- **Exercise directions**: Retype the tail of the data exactly, starting at the line containing "on the blue" and stopping at the last line.
--- start of Recorded information ---
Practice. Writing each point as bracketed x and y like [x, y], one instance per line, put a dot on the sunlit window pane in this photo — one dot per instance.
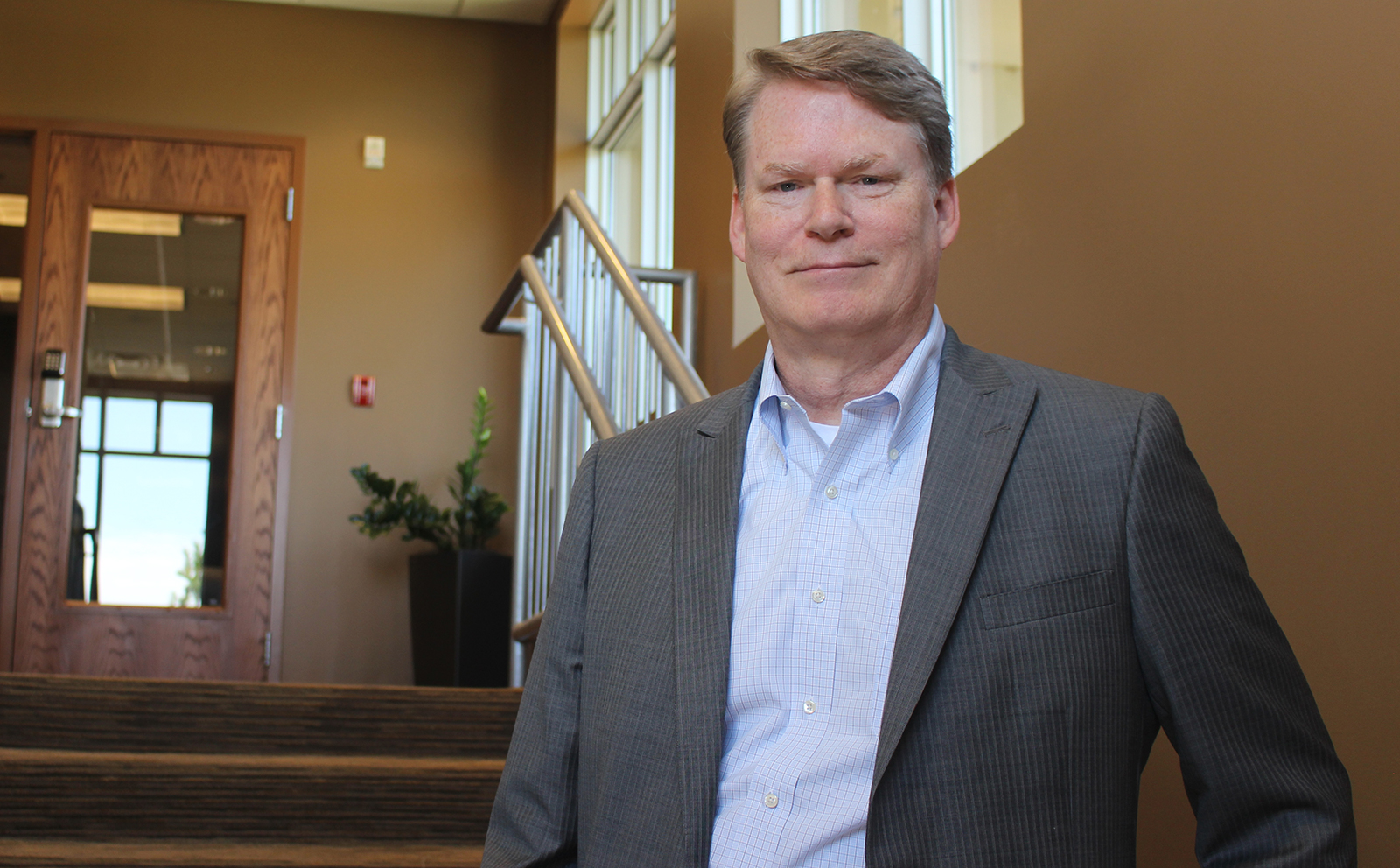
[186, 427]
[88, 487]
[153, 520]
[130, 424]
[91, 429]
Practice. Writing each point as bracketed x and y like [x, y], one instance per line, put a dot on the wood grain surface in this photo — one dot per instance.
[223, 853]
[52, 634]
[77, 794]
[235, 718]
[97, 772]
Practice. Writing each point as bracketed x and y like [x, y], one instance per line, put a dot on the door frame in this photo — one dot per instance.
[24, 354]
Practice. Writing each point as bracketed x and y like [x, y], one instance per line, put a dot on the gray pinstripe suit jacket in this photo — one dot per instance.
[1071, 588]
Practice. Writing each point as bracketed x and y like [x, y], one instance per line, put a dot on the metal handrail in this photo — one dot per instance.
[623, 368]
[588, 392]
[662, 342]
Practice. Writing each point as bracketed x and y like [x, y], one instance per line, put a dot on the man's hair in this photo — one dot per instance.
[874, 69]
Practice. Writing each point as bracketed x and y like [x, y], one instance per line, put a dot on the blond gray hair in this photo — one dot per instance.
[874, 69]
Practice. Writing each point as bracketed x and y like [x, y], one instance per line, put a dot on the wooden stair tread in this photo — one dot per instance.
[220, 853]
[63, 711]
[114, 762]
[77, 794]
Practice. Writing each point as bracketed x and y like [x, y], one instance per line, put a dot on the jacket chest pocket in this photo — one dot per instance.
[1049, 599]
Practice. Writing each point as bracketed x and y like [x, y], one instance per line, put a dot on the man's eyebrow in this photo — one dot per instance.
[784, 168]
[854, 164]
[864, 161]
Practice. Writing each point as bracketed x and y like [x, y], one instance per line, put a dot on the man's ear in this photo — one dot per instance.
[737, 228]
[949, 216]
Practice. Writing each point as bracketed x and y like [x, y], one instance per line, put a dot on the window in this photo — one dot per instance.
[972, 46]
[632, 126]
[147, 496]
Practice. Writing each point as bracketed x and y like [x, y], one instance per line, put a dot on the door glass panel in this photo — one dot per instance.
[158, 396]
[130, 424]
[186, 427]
[16, 158]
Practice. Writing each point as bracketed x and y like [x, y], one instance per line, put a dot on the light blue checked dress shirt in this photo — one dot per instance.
[823, 545]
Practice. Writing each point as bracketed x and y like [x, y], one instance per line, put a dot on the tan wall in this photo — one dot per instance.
[1203, 203]
[398, 266]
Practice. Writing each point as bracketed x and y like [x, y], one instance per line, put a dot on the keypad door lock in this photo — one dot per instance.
[51, 405]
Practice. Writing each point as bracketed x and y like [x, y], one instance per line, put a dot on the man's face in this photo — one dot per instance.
[839, 223]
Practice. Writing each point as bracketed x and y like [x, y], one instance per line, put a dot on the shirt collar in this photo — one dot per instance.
[914, 388]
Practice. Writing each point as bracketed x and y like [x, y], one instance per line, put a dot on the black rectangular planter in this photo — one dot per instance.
[459, 609]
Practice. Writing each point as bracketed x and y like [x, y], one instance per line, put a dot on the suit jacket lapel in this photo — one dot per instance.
[976, 429]
[709, 473]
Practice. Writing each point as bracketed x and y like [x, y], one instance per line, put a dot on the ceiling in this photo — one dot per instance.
[520, 11]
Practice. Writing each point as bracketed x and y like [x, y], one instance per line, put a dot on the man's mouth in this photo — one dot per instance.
[830, 266]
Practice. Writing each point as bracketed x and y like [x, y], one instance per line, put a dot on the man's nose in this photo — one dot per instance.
[828, 217]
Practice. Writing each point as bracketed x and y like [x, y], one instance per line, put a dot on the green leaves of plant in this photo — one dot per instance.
[475, 520]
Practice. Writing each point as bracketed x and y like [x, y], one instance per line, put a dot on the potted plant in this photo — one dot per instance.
[459, 595]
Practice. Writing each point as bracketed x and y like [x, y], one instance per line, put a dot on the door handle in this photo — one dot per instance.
[52, 412]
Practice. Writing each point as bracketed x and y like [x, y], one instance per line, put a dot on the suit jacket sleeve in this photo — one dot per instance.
[1259, 767]
[536, 818]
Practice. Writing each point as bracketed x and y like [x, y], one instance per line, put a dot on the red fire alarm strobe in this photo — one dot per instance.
[361, 391]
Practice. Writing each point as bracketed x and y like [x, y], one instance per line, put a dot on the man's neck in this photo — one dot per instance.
[825, 382]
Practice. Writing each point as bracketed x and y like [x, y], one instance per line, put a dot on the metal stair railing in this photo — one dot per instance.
[608, 347]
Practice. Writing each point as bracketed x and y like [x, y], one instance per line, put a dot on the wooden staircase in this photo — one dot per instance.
[123, 772]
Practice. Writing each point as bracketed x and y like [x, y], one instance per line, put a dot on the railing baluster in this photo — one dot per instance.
[606, 347]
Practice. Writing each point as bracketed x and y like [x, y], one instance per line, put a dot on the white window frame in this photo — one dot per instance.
[930, 34]
[632, 80]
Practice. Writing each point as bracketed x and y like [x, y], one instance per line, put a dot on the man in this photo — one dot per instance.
[896, 601]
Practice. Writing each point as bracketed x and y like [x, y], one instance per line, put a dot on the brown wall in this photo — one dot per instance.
[398, 266]
[1203, 203]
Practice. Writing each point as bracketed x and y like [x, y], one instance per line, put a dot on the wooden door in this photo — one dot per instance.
[228, 640]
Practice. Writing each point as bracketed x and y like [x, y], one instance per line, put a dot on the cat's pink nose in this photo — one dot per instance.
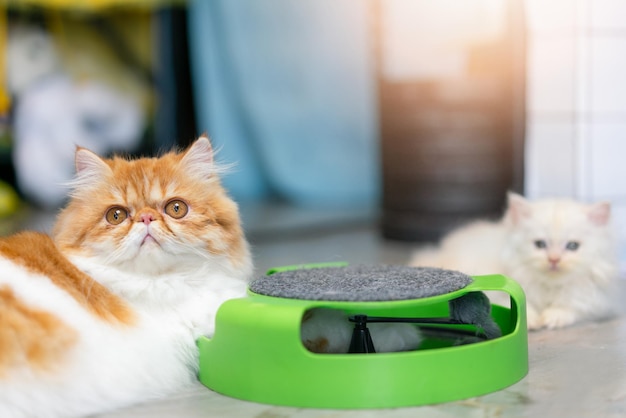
[146, 218]
[554, 261]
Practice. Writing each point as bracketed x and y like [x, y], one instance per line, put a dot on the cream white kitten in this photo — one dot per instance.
[562, 252]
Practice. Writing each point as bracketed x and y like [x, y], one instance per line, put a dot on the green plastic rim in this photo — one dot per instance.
[256, 355]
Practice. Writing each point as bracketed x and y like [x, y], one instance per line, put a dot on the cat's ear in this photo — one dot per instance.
[198, 158]
[600, 213]
[518, 208]
[89, 167]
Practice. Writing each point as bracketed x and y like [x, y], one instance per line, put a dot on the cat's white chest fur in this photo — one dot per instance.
[115, 364]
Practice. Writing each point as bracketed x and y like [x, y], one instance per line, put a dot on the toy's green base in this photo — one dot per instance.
[256, 355]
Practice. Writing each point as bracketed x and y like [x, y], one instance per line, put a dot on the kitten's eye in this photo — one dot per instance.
[572, 245]
[176, 208]
[116, 215]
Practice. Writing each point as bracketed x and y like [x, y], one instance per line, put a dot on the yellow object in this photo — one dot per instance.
[5, 99]
[92, 5]
[9, 200]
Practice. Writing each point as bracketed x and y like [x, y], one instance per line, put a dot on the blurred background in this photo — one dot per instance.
[407, 116]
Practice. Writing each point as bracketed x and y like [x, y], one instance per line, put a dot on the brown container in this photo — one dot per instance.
[452, 146]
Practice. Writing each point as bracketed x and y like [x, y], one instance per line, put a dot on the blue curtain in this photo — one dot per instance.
[286, 90]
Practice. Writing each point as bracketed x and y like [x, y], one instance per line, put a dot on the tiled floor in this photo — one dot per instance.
[575, 372]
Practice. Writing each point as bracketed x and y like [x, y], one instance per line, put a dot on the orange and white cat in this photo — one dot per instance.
[106, 313]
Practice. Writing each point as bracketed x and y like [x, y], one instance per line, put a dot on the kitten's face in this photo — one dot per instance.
[557, 237]
[152, 215]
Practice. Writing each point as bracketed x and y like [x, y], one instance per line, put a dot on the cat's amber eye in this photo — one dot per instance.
[572, 245]
[176, 208]
[116, 215]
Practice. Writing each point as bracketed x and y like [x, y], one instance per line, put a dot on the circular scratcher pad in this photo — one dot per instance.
[361, 283]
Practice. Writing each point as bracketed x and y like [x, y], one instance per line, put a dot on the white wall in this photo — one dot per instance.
[576, 102]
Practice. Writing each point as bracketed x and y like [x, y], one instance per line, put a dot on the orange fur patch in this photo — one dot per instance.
[30, 337]
[38, 253]
[147, 184]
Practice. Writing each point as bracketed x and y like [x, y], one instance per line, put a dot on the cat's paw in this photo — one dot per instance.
--- end of Recorded information ---
- **Response to this task**:
Practice. Writing each point as bracketed x and y like [x, y], one instance per line, put a dot on the blue curtain in this photo — one dot per instance.
[286, 90]
Practice. Writing each point as bracketed x and y like [x, y], one instance per line, put a dot on the tiled floor in this photo — one dot per instance.
[575, 372]
Practice. Writing each point as bracketed x and y like [x, y], one instance per line, put a dot on the orange and white cat in this photo — one dot per instance.
[106, 313]
Practice. Writing each point as bracketed x and y like [x, y], one instance per line, put a dot on the kitten's face in this photo — one dot per instance.
[557, 237]
[152, 215]
Practice. Writing each point as bracketed x and y like [x, y], one instance per line, put a dot on the cat's amber eye in this photo — one dot per instance.
[572, 245]
[176, 208]
[116, 215]
Practice. Writing each point as bracketed x and y like [x, y], one instance per line, put a dot on the circular scratcher pad in this photo — one dot per instance.
[361, 283]
Practice. Writing each point as bracketed x and y like [x, y], one instance per line, put a dot on the white wall in this photo — one dot per instance.
[576, 102]
Practice. Writing each point as bracketed x and y like [x, y], one instance per line, put a dot on the orange fur patch in this photo — one dot per instance.
[30, 337]
[38, 253]
[147, 184]
Practice. Writing each point as bracketed x and y like [x, y], one instance per line, put a dot on the cat's paw in this photo — one dot per instance.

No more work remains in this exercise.